(Texto de leitura):
A divisão no clube pendeu para o lado dos dirigentes
que afastam a torcedora apsesar do empenho da liderança em manter sua posição:”TORCIDA
DO VASCO PODE ENTRAR DE GREVE: DULCE. A Torcida do Vasco da Gama poderá entrar
de greve se ficar confirmada a punição que o Dirigente Eurico Lisboa pediu para
ser imposta a Dulce Rosalina que, segundo o Dirigente, atacou o Clube em
declarações proferidas a um Jornal da Cidade[6].VASCO
SUSPENDE CHEFE DA TORCIDA: O Vasco resolveu suspender por 6 meses, proibindo
sua entrada em todas as dependências do Clube, da Dulce Rosalina, Chefe da
Torcida do Clube, que foi enquadrada no artigo 25 de seus Estatutos, por ter
dado entrevista sobre a questão do Técnico, considerada inoportuna e
desrespeitosa aos Dirigentes Vascaínos[7].
Na eleição para a presidencia do clube para o biênio 1964-65, Dulce faz a campanha de Manoel Joaquim Lopes da
Tradição Vascaínamas o Foi eleito é José da Silva Rocha, conhecido como
Rochinha.
A politização do futebol se intensificou com o
lançamento “Os
Subterrâneos do Futebol” (1963), de João Saldanha. Na TV, era criada a “mais
famosa mesa-redonda da televisão brasileira”: A Grande Resenha Facit, em 1963.
O debate inteligente reunia personagens polêmicos e temas provocantes,
comandado por Luiz Mendes. Entre os debatedores, Nelson Rodrigues, João
Saldanha, Armando Nogueira, entre outros, faziam daquele programa esportivo “um
programa obrigatório aos domingos para o torcedor carioca e eterno modelo para
gerações futuras” (RIBEIRO, 2007, p.191). O jornalista Vitorino
Vieira era o representante do Vasco no programa.
Segundo a "Revista do Esporte", principal
publicação esportiva do país na década de 1960, Dulce Rosalina era capaz de
gastar tudo o que tinha, sair de casa às 9h da manhã, debaixo de sol ou de
chuva, para ir o mais longe que fosse "pelo prazer de torcer por seu Clube
do coração”. As vezes, saía dos jogos só com o dinheiro das
passagens dela e dos filhos. O que tivera a mais pagara o coletivo e a entrada
da turma do bolso furado. “Não recebo nenhuma ajuda do Vasco. Fazemos tudo e
coração, porque somos vascaínos”, afirmou ela à "Revista do Esporte"
Nº 237, 21 de Setembro de 1963. Por aquela época, ela tinha na Torcida
Organizada colabores como Ivan Monteiro, Osvaldo da Silva, José Luis Farias,
Raimundo Gadelha, Fernando Xavier, Fernando Uchoa, José Bezerra, Cartola e a
ala feminina formada por Aída, Conceição, Ermelinda, Idalina e Madame Bastos e
Norma Uchoa, principalmente.

(Partes do exercício):
- 1) Reescreva de forma mais curta o parágrafo do texto sobre Dulce Rosalina que começa com "A politização do futebol", mantendo seus fatos principais.
- 2) Passe para o inglês esta frase do texto sobre Dulce Rosalina: "O jornalista Vitorino Vieira era o representante do Vasco no programa."
- 3) Extraia do texto sobre Dulce Rosalina, sem alterações, o trecho que vai de "A divisão no" até "aos Dirigentes Vascaínos[7].".

(Marcação da posição de objetos)

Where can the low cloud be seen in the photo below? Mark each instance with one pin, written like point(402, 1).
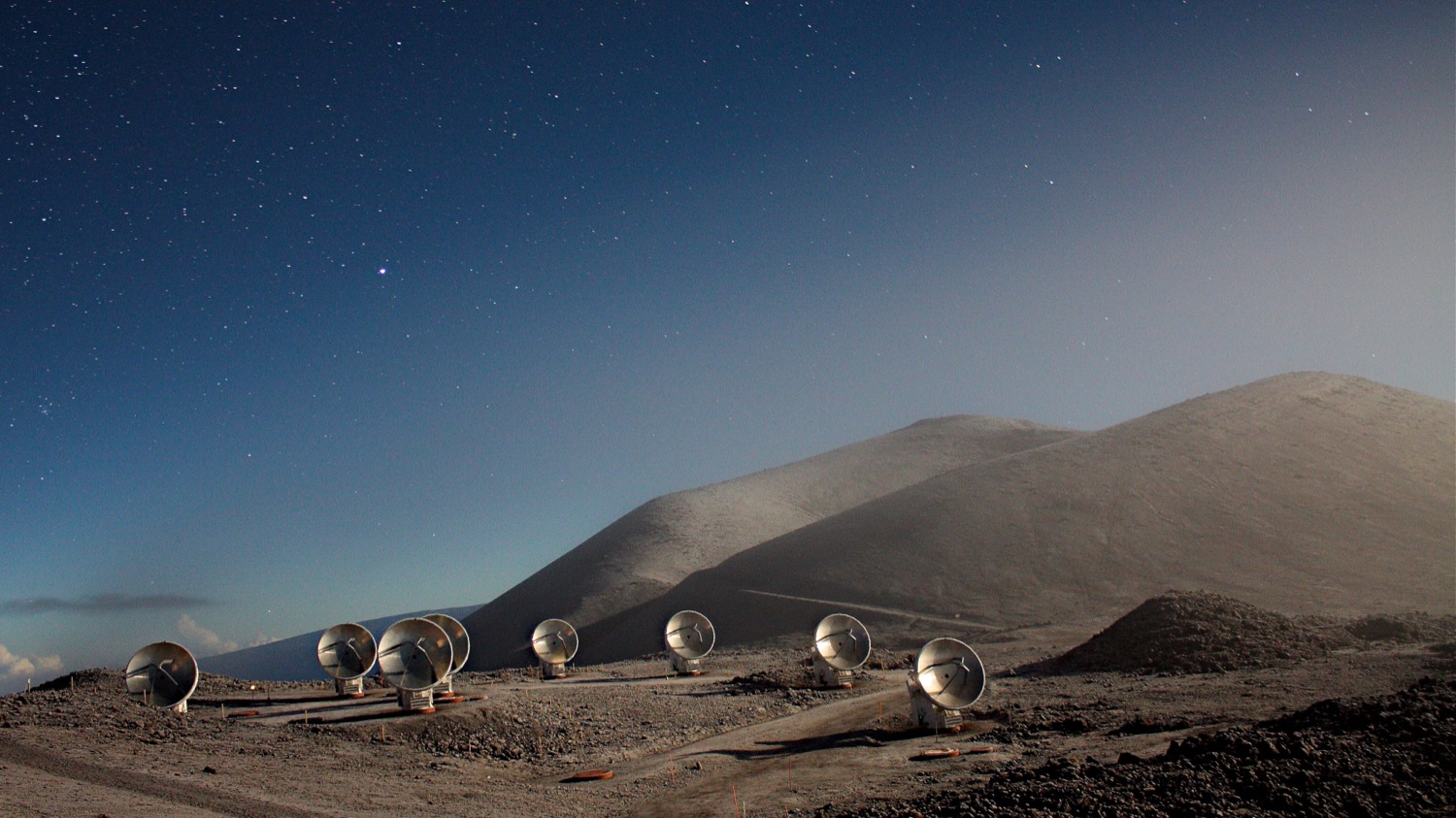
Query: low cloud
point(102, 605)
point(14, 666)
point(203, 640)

...

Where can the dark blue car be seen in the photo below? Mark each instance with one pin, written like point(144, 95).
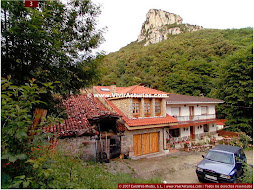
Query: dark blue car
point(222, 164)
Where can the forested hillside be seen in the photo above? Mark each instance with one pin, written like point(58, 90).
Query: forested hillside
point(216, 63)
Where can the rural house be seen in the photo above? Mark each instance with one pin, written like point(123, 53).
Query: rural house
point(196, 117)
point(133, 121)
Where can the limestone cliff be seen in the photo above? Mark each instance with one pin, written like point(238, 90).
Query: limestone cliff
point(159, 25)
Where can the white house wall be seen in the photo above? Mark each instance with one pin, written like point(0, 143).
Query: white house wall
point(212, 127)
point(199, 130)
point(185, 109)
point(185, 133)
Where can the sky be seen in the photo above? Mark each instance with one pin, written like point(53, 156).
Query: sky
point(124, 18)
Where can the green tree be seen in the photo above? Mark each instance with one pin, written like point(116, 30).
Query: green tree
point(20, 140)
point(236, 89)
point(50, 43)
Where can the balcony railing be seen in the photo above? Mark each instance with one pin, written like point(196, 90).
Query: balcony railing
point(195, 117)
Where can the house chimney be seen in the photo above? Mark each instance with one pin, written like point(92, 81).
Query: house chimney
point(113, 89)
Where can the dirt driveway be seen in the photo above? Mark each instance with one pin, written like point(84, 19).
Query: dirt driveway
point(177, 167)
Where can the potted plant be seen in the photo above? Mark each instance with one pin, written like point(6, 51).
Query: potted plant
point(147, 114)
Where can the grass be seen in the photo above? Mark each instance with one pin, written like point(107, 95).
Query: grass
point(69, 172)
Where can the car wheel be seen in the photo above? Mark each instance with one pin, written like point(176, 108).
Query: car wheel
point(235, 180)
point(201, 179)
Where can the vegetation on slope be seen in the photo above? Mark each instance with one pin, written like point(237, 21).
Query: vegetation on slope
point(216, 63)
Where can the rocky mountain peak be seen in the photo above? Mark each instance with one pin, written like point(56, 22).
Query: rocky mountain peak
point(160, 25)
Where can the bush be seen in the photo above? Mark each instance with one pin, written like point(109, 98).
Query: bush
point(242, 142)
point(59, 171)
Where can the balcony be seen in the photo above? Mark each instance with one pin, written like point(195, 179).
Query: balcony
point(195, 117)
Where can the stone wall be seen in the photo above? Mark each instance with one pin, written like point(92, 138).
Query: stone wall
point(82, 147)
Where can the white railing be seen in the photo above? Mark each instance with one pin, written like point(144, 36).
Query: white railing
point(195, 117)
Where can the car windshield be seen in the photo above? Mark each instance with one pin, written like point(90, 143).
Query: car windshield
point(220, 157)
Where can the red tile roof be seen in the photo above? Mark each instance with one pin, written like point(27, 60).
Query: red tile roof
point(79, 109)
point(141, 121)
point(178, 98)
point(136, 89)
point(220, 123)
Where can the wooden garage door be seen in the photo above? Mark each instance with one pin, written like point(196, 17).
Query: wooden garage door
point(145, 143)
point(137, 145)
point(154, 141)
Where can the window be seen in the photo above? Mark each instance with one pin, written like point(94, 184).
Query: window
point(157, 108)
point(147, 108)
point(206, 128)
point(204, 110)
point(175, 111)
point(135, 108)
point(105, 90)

(Respostas por tarefa):
- 1) A politização do futebol cresceu com o lançamento de “Os Subterrâneos do Futebol” (1963), de João Saldanha. No mesmo ano, a TV criou A Grande Resenha Facit, a mais famosa mesa-redonda da televisão brasileira. O programa era comandado por Luiz Mendes e tinha debatedores como Nelson Rodrigues, João Saldanha e Armando Nogueira. O jornalista Vitorino Vieira representava o Vasco.

- 2) The journalist Vitorino Vieira was Vasco's representative on the program.

- 3)
A divisão no clube pendeu para o lado dos dirigentes
que afastam a torcedora apsesar do empenho da liderança em manter sua posição:”TORCIDA
DO VASCO PODE ENTRAR DE GREVE: DULCE. A Torcida do Vasco da Gama poderá entrar
de greve se ficar confirmada a punição que o Dirigente Eurico Lisboa pediu para
ser imposta a Dulce Rosalina que, segundo o Dirigente, atacou o Clube em
declarações proferidas a um Jornal da Cidade[6].VASCO
SUSPENDE CHEFE DA TORCIDA: O Vasco resolveu suspender por 6 meses, proibindo
sua entrada em todas as dependências do Clube, da Dulce Rosalina, Chefe da
Torcida do Clube, que foi enquadrada no artigo 25 de seus Estatutos, por ter
dado entrevista sobre a questão do Técnico, considerada inoportuna e
desrespeitosa aos Dirigentes Vascaínos[7].